- WHAT YOU WILL DO: The job is to output each record exactly as it stands, pictures excluded.

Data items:
────────────────────────────────────────

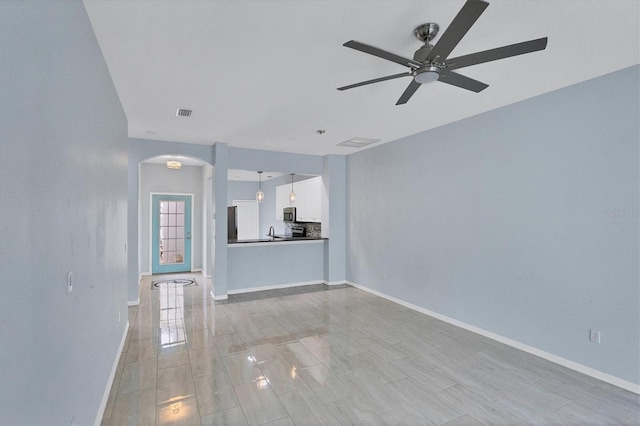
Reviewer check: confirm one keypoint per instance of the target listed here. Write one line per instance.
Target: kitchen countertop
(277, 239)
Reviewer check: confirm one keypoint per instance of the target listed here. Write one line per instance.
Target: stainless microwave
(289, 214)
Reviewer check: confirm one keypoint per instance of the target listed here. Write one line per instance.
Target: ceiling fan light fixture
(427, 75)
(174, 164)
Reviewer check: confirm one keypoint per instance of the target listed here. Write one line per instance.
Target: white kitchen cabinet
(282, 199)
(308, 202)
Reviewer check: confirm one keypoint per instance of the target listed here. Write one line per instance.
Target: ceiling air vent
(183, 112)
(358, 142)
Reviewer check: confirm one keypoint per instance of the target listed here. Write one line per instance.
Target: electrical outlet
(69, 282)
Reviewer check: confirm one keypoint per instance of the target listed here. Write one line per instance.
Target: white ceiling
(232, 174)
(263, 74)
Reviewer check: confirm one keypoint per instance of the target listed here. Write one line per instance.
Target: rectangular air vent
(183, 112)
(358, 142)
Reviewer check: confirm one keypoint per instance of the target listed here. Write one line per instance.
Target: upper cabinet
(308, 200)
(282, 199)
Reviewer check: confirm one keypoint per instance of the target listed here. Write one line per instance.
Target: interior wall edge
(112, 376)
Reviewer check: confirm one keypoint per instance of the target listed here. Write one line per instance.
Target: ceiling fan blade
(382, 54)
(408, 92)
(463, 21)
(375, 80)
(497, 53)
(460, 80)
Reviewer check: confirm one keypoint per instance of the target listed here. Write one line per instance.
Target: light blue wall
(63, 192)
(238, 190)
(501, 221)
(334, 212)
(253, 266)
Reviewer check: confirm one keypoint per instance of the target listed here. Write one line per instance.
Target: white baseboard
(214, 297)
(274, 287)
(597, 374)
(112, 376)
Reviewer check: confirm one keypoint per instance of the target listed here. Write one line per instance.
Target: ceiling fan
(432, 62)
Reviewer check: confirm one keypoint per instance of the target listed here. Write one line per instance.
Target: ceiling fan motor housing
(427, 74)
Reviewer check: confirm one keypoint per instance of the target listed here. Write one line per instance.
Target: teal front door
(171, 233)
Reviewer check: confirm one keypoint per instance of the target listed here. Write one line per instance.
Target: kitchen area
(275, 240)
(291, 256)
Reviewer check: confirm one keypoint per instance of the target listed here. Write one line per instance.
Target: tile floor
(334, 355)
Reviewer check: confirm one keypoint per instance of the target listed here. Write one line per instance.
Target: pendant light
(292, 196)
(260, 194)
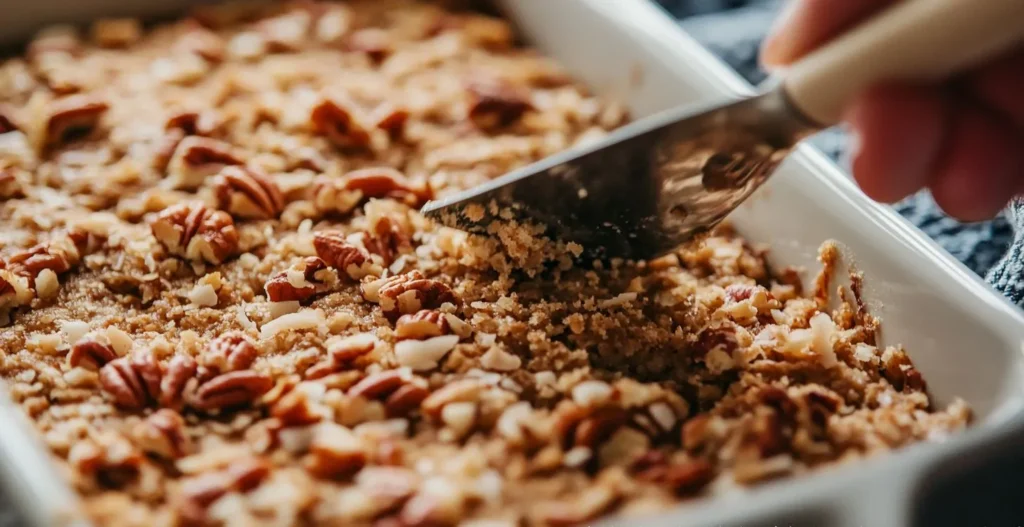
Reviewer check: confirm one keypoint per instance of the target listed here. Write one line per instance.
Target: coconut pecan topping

────────────────────────────────────────

- EXPECTED ANSWER:
Reviewer check: confirm one keypoint per instance of the target listed here. Write one line per instance.
Target: kitchen countertop
(277, 239)
Reviewer check: confirm one keypoint per instance of the target listed here. Write one line per instance.
Target: stainless microwave
(289, 214)
Reviewer check: confirm one keypoint per instance of the target listed here. Write one line per instance.
Target: ceiling fan light fixture
(427, 75)
(174, 164)
Reviewer check: confirm one keypoint per instance of the target listed here. Write one line per instance.
Target: white kitchen cabinet
(282, 199)
(308, 202)
Reviewer check: confirm one keypoint per instance of the target listed here. Write one line per instance.
Target: ceiling air vent
(183, 112)
(358, 142)
Reviewer check: confirm one keypoint per instance of the target listed here. Write one line per instance.
Target: electrical outlet
(69, 282)
Reviewer check: confirm one keypoint per instance of the target listed here. Write one line per instance.
Target: white ceiling
(232, 174)
(263, 74)
Reviewer check: confirm one keypoint per instance of the target listed here. Write one line per instance.
Target: rectangular air vent
(183, 112)
(358, 142)
Reviewer check: confirm one keypoint per instance of the target listed here. Write one line per instance.
Target: upper cabinet
(308, 200)
(282, 199)
Reviewer check: confirm one keypoint per instance of the target listed here. Write one line per instance.
Target: interior wall edge
(112, 376)
Reviewer check: confirm one keypoint per instance of the target listed here. Write one line per instance.
Target: ceiling fan blade
(382, 54)
(408, 92)
(463, 21)
(375, 80)
(497, 53)
(460, 80)
Reviewer check: confirm one keypoint per instance of the target listed here. Write one line per instance.
Target: light blue wall
(63, 192)
(238, 190)
(501, 221)
(334, 212)
(253, 266)
Reviewer check: confirm one keypoint per instance of the target listed here. Write one line per instance.
Target: white baseboard
(214, 297)
(274, 287)
(597, 374)
(112, 376)
Reviewer check: confirm one keypoint per instance of the target listed here. Write one line per instance.
Target: ceiling fan
(432, 62)
Reviewer check: confirm one keypoint per instance of the target listed here. Write one line per instance.
Target: ceiling fan motor housing
(427, 74)
Reviewer check: confirm one keypoint per instance of the target listed here. Write one line per instance.
Target: teal front door
(171, 233)
Reviewer check: confirm one keypoint per instance of the target listed here. Write one line per instance.
Target: kitchen area
(275, 240)
(291, 256)
Reviewer check: confirm one keypoint per instance of the target listed here. Write one line per instance.
Target: tile floor
(334, 355)
Reviewer check: confirm one keypoint per instance of the target listed here. Write one line per instance.
Target: pendant light
(292, 196)
(260, 194)
Reviewer check: confirm one keypoint per instance of the target listed here. Write one line per instance.
Target: coconut pecan topping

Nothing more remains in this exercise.